### Aim of the task
Rewrite the lines from the one containing "Put a pin on every instance of the red" through the one containing "x=827 y=301", inclusive, changing "red lantern" to "paper lantern" and leaving everything else as it is.

— BEGIN Material shown —

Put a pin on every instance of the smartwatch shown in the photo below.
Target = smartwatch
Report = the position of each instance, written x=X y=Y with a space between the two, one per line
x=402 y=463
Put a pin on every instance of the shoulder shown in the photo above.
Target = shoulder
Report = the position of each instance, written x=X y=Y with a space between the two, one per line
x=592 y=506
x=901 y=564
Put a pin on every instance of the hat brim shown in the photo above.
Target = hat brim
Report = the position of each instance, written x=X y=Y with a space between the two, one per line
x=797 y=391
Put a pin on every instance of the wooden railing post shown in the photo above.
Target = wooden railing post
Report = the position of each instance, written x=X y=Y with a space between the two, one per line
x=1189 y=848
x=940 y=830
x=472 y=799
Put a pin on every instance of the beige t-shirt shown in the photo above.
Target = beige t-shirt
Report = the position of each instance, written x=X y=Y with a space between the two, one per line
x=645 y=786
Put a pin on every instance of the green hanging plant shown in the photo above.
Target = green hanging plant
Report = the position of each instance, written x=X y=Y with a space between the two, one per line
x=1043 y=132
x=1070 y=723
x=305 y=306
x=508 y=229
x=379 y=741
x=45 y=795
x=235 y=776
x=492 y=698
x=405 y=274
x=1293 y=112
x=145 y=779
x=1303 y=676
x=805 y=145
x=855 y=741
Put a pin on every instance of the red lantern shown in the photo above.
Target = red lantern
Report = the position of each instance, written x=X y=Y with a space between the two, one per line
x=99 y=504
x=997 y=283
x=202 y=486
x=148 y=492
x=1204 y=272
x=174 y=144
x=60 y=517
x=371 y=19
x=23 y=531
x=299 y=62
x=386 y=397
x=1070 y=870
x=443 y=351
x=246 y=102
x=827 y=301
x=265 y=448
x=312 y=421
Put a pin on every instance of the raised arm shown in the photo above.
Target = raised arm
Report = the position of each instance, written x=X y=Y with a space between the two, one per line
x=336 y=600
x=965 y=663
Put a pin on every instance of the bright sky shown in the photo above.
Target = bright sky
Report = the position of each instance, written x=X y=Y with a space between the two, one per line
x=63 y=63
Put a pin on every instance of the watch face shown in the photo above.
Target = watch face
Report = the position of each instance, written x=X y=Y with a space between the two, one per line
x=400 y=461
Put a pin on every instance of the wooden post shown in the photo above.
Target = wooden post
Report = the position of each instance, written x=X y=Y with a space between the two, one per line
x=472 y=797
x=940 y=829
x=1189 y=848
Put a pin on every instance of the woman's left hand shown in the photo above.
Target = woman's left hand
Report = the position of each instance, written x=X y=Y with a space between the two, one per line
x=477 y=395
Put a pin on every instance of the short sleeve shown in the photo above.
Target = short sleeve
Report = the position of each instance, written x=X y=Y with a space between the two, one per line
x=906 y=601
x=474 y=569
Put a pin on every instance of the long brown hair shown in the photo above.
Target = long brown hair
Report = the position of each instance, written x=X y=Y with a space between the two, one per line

— END Material shown —

### Exercise result
Put a pin on every instance of the paper lantern shown in the photo above.
Target = paper lantern
Report = the position of each instance, written x=X y=Y with a space between the two, one per line
x=99 y=504
x=997 y=283
x=202 y=486
x=148 y=492
x=1204 y=272
x=174 y=144
x=60 y=517
x=371 y=19
x=23 y=531
x=299 y=62
x=386 y=397
x=1070 y=870
x=443 y=351
x=246 y=102
x=827 y=301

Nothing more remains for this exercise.